### Work request
Can you continue the write-up on recombination landscapes and linkage disequilibrium, picking up right after its last sentence?

### Reading passage
Recombination landscape and Linkage disequilibrium
The next step was to understand the impact of the recombination landscape on linkage disequilibrium. To do that we have calculated parameter D, which quantifies the non-random association of alleles, and then used it to represent the result with a heatmaps where the more red the region is, the more associated the genes are. In this case only the last generation of the simulation was represented. We then analyzed the heatmaps for the homogenous recombination landscape since the recombination is homogenous is the same for all intergenic regions, we didn’t notice any particular pattern, and so there is no formation of LD regions. We can draw a similar conclusion for the random landscape model: in fact, even if the recombination rate is non homogenous, it is distributed homogenously across the chromosome, not allowing the formation of particular LD regions. However, in the hotspot landscape, a distinct LD regions is formed, so we decided to focus our analysis on this model.
When we look at the Hotspot landscape, we can clearly identify 2 regions: the one highlighted in green, which is localized between the two hotspots and is characterized by high linkage disequilibrium, and the one in blue, which represents the within hotspot regions and shows a zero linkage disequilibrium. In fact, high recombination breaks down LD within the hotspot. On the other hand, the regions between hotspots tend to have lower recombination rates. Consequently, the alleles in these regions are less shuffled and often remain linked over generations. These regions are called haplotypes:
Improvement of the results
Even if we can identify a pattern, it doesn't fully meet our expectations. In fact we expected to see more LD regions (in light blue) and the one we have identified is not clearly defined (in green):
This could be due to three main factors:
- Mutations and genetic drift introduce noise and disrupt linkage between genes
- The absence of selection allows more fluctuation in the allelic frequencies and consequently prevents the complete fixation of linkage between genes
- We used only the last generation to create the heatmaps, and so there is a possibility that we have lost some information that were present in the previous generations
So we tried to play a bit with parameters to see if we could improve the quality. First we have reduced the mutation rate by 100. However, since we applied an infinite allele model, the reduction of mutation has led to fewer different alleles present in the population, making the population mostly homogeneous and making it difficult to measure linkage between genes. In fact most regions showed zero linkage disequilibrium.

### Records
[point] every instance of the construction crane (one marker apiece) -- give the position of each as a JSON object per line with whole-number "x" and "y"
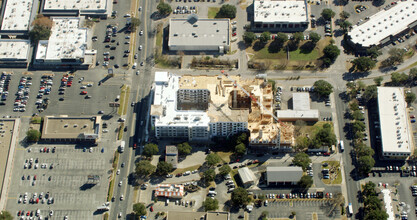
{"x": 236, "y": 85}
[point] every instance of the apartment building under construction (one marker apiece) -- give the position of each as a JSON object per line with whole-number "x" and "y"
{"x": 199, "y": 108}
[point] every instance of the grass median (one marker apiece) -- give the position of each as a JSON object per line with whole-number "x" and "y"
{"x": 124, "y": 96}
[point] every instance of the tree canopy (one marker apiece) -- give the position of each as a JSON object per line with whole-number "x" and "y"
{"x": 249, "y": 38}
{"x": 227, "y": 11}
{"x": 328, "y": 14}
{"x": 144, "y": 168}
{"x": 240, "y": 197}
{"x": 33, "y": 135}
{"x": 184, "y": 148}
{"x": 364, "y": 64}
{"x": 302, "y": 160}
{"x": 211, "y": 204}
{"x": 139, "y": 209}
{"x": 224, "y": 170}
{"x": 164, "y": 8}
{"x": 163, "y": 168}
{"x": 323, "y": 88}
{"x": 212, "y": 159}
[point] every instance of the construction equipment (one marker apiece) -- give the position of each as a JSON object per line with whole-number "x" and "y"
{"x": 236, "y": 85}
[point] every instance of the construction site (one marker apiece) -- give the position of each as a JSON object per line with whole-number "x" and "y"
{"x": 229, "y": 104}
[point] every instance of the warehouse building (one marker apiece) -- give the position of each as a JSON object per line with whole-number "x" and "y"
{"x": 67, "y": 47}
{"x": 301, "y": 109}
{"x": 383, "y": 27}
{"x": 90, "y": 8}
{"x": 17, "y": 15}
{"x": 278, "y": 15}
{"x": 283, "y": 176}
{"x": 199, "y": 35}
{"x": 396, "y": 137}
{"x": 71, "y": 129}
{"x": 14, "y": 53}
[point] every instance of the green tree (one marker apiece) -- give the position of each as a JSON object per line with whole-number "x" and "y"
{"x": 184, "y": 148}
{"x": 240, "y": 149}
{"x": 378, "y": 80}
{"x": 398, "y": 78}
{"x": 305, "y": 182}
{"x": 331, "y": 51}
{"x": 365, "y": 164}
{"x": 374, "y": 52}
{"x": 209, "y": 175}
{"x": 328, "y": 14}
{"x": 135, "y": 23}
{"x": 33, "y": 135}
{"x": 163, "y": 168}
{"x": 224, "y": 170}
{"x": 211, "y": 204}
{"x": 298, "y": 36}
{"x": 213, "y": 159}
{"x": 314, "y": 37}
{"x": 39, "y": 33}
{"x": 323, "y": 88}
{"x": 164, "y": 8}
{"x": 139, "y": 209}
{"x": 357, "y": 115}
{"x": 358, "y": 126}
{"x": 344, "y": 15}
{"x": 410, "y": 97}
{"x": 265, "y": 37}
{"x": 413, "y": 74}
{"x": 150, "y": 149}
{"x": 227, "y": 11}
{"x": 364, "y": 64}
{"x": 249, "y": 38}
{"x": 240, "y": 197}
{"x": 5, "y": 215}
{"x": 345, "y": 25}
{"x": 144, "y": 168}
{"x": 302, "y": 160}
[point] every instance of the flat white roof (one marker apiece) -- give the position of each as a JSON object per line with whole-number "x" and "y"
{"x": 272, "y": 11}
{"x": 195, "y": 31}
{"x": 82, "y": 5}
{"x": 395, "y": 133}
{"x": 166, "y": 97}
{"x": 384, "y": 24}
{"x": 14, "y": 49}
{"x": 17, "y": 15}
{"x": 301, "y": 101}
{"x": 67, "y": 40}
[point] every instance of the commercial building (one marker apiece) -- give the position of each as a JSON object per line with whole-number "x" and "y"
{"x": 71, "y": 129}
{"x": 67, "y": 47}
{"x": 395, "y": 136}
{"x": 199, "y": 108}
{"x": 14, "y": 53}
{"x": 90, "y": 8}
{"x": 171, "y": 155}
{"x": 17, "y": 15}
{"x": 169, "y": 191}
{"x": 201, "y": 35}
{"x": 301, "y": 109}
{"x": 280, "y": 15}
{"x": 283, "y": 176}
{"x": 383, "y": 26}
{"x": 177, "y": 215}
{"x": 247, "y": 177}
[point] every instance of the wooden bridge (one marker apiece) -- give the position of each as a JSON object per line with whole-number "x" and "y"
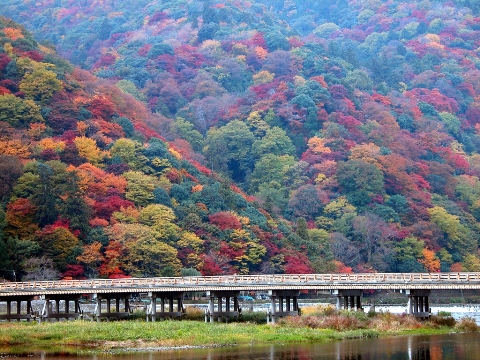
{"x": 347, "y": 287}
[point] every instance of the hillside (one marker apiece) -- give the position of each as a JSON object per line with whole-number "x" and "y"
{"x": 89, "y": 190}
{"x": 356, "y": 121}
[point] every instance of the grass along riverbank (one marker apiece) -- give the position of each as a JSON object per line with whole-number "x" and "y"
{"x": 314, "y": 326}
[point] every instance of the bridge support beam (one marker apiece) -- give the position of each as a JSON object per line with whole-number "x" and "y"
{"x": 166, "y": 299}
{"x": 418, "y": 303}
{"x": 116, "y": 314}
{"x": 232, "y": 308}
{"x": 289, "y": 298}
{"x": 49, "y": 312}
{"x": 349, "y": 299}
{"x": 16, "y": 313}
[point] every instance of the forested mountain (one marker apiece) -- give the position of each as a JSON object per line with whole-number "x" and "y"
{"x": 89, "y": 190}
{"x": 356, "y": 123}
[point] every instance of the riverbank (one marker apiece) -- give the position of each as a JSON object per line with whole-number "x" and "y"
{"x": 81, "y": 337}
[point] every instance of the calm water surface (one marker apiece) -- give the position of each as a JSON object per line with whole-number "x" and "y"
{"x": 454, "y": 346}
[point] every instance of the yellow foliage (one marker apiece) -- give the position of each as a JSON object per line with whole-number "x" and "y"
{"x": 36, "y": 130}
{"x": 261, "y": 52}
{"x": 14, "y": 147}
{"x": 82, "y": 128}
{"x": 298, "y": 81}
{"x": 244, "y": 220}
{"x": 49, "y": 143}
{"x": 175, "y": 153}
{"x": 88, "y": 149}
{"x": 197, "y": 188}
{"x": 127, "y": 215}
{"x": 365, "y": 152}
{"x": 13, "y": 34}
{"x": 433, "y": 37}
{"x": 320, "y": 178}
{"x": 317, "y": 145}
{"x": 8, "y": 49}
{"x": 239, "y": 235}
{"x": 263, "y": 77}
{"x": 239, "y": 49}
{"x": 190, "y": 240}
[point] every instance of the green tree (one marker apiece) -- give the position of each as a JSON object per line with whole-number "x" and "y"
{"x": 19, "y": 112}
{"x": 228, "y": 149}
{"x": 407, "y": 252}
{"x": 274, "y": 142}
{"x": 140, "y": 187}
{"x": 458, "y": 236}
{"x": 360, "y": 180}
{"x": 187, "y": 131}
{"x": 40, "y": 85}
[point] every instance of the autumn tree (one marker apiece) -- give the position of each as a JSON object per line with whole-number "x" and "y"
{"x": 19, "y": 112}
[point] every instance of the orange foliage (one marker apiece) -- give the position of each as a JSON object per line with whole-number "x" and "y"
{"x": 321, "y": 80}
{"x": 13, "y": 34}
{"x": 429, "y": 261}
{"x": 342, "y": 268}
{"x": 197, "y": 188}
{"x": 456, "y": 267}
{"x": 261, "y": 52}
{"x": 317, "y": 145}
{"x": 15, "y": 148}
{"x": 97, "y": 222}
{"x": 36, "y": 130}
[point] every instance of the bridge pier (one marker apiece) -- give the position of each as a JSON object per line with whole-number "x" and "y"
{"x": 51, "y": 300}
{"x": 211, "y": 314}
{"x": 166, "y": 299}
{"x": 17, "y": 313}
{"x": 349, "y": 299}
{"x": 117, "y": 299}
{"x": 289, "y": 298}
{"x": 418, "y": 304}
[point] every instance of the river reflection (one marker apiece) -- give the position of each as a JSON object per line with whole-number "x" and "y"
{"x": 444, "y": 347}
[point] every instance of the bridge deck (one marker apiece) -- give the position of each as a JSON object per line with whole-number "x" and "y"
{"x": 247, "y": 282}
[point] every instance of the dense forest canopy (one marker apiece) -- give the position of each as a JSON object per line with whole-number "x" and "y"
{"x": 239, "y": 136}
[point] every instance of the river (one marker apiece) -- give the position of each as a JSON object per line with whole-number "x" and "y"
{"x": 441, "y": 347}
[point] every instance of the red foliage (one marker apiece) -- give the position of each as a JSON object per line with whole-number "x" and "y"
{"x": 102, "y": 107}
{"x": 74, "y": 272}
{"x": 174, "y": 176}
{"x": 112, "y": 266}
{"x": 201, "y": 168}
{"x": 225, "y": 220}
{"x": 295, "y": 42}
{"x": 34, "y": 55}
{"x": 143, "y": 51}
{"x": 342, "y": 268}
{"x": 146, "y": 131}
{"x": 158, "y": 16}
{"x": 47, "y": 154}
{"x": 433, "y": 97}
{"x": 105, "y": 60}
{"x": 4, "y": 60}
{"x": 258, "y": 40}
{"x": 210, "y": 267}
{"x": 104, "y": 208}
{"x": 296, "y": 263}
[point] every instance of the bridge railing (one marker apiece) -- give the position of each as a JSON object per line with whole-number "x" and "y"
{"x": 307, "y": 279}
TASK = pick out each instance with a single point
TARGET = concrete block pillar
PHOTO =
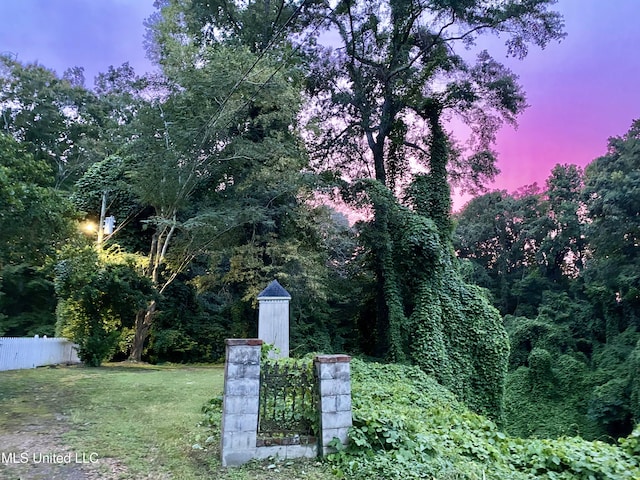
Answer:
(334, 377)
(273, 318)
(241, 401)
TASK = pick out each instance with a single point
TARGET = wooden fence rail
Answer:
(20, 353)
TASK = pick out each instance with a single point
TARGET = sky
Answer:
(581, 91)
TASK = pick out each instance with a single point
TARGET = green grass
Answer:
(143, 419)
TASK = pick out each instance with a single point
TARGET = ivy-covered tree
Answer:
(381, 99)
(35, 220)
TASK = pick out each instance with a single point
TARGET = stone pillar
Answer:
(334, 377)
(241, 401)
(273, 318)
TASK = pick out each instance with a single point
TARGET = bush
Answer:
(407, 426)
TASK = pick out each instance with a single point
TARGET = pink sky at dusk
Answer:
(581, 91)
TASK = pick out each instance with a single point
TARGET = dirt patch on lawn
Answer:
(32, 447)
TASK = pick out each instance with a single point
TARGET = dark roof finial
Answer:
(274, 289)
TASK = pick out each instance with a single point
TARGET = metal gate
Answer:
(288, 410)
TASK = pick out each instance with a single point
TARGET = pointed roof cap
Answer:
(274, 290)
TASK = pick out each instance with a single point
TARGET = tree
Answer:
(99, 293)
(219, 159)
(35, 220)
(54, 118)
(381, 100)
(612, 197)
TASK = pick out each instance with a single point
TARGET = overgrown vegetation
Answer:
(526, 305)
(408, 426)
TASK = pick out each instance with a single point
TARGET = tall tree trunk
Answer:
(144, 319)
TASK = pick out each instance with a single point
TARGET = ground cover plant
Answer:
(144, 422)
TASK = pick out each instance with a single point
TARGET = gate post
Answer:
(334, 378)
(241, 400)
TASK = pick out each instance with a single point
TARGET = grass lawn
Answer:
(141, 421)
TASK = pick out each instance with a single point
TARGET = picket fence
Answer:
(20, 353)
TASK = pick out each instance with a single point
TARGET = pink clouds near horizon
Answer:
(581, 91)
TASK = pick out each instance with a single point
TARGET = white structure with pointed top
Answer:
(273, 318)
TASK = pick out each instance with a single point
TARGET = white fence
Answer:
(19, 353)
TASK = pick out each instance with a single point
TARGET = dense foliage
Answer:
(562, 266)
(408, 426)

### Output below
Then we decided to also double the population size. We see here that the noise caused by genetic drift in the LD region has decreased, but at the same time the parameter D has also decreased. In fact, the bigger the population is and the more difficult it is to see the same linked genes in all individuals in the population if there are favored by natural selection.
Next steps
The next steps would be the implementation of natural selection and allelic fitness to observe how LD regions can be favored if they have a positive impact on fitness. In addition, to improve the results, we could collect LD information from multiple generations and join them in a unique heatmap.